▶ [The data]:
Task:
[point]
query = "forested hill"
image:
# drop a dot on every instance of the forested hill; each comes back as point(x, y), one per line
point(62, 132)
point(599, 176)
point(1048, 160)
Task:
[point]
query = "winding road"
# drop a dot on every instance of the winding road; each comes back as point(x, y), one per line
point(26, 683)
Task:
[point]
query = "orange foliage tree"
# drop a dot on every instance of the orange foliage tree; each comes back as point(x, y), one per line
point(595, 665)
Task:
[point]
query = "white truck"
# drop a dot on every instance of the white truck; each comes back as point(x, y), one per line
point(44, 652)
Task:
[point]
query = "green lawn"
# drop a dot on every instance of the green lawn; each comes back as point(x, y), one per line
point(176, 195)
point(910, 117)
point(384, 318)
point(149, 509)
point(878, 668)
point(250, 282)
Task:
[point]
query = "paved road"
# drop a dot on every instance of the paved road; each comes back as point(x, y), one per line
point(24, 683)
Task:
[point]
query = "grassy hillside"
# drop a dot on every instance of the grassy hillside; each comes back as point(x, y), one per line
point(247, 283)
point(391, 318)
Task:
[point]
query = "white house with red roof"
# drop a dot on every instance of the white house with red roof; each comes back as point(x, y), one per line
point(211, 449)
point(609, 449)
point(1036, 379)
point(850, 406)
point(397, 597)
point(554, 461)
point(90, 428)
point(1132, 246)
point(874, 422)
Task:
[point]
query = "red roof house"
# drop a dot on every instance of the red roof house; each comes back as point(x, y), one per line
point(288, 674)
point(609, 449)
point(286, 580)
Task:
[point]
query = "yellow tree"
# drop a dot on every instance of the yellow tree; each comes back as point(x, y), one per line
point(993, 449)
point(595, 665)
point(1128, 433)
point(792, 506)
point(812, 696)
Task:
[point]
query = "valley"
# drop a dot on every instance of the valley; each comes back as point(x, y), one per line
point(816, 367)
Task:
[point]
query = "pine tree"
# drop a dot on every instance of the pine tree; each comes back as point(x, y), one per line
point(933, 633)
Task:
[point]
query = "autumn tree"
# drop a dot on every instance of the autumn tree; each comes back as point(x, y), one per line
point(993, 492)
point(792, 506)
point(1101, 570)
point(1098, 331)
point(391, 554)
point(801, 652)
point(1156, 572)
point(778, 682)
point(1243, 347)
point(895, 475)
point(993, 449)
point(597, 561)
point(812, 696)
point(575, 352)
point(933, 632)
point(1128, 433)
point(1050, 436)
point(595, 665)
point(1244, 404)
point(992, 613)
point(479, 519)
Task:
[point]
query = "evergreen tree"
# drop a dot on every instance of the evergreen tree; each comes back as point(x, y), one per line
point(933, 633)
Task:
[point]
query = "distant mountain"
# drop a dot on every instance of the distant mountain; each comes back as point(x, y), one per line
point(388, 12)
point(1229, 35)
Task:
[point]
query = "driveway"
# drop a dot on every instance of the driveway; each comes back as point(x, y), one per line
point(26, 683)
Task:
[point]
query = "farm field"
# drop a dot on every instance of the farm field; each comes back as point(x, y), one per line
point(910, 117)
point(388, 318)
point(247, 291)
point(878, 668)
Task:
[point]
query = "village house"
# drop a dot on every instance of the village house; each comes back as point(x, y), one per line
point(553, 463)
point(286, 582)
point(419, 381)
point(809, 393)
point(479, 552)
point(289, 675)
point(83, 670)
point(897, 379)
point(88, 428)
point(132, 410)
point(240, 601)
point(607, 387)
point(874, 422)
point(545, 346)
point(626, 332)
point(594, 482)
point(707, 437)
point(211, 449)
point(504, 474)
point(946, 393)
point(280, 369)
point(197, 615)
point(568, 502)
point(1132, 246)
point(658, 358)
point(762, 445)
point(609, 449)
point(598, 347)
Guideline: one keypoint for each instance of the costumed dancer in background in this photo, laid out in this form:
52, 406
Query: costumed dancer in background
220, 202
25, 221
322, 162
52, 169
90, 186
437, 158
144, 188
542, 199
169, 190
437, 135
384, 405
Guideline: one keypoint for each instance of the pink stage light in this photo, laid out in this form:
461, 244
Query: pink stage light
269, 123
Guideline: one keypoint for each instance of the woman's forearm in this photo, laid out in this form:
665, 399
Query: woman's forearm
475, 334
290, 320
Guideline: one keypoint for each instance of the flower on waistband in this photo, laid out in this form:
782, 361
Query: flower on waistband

▶ [Action item]: Search the entries above for the string "form". Copy each line in which it appears.

▶ [Output below]:
Guideline: one keypoint for each instance of the costumed dancer in background in this photo, laid out in this form:
Guideline: one keypoint for each instance of the pink stage light in this photo, laid out in this form:
Guideline: one keypoint for each instance of the woman's forearm in this photo, laid out in this form:
Guideline: one keypoint for each instance of the flower on waistband in this photo, laid out in this form:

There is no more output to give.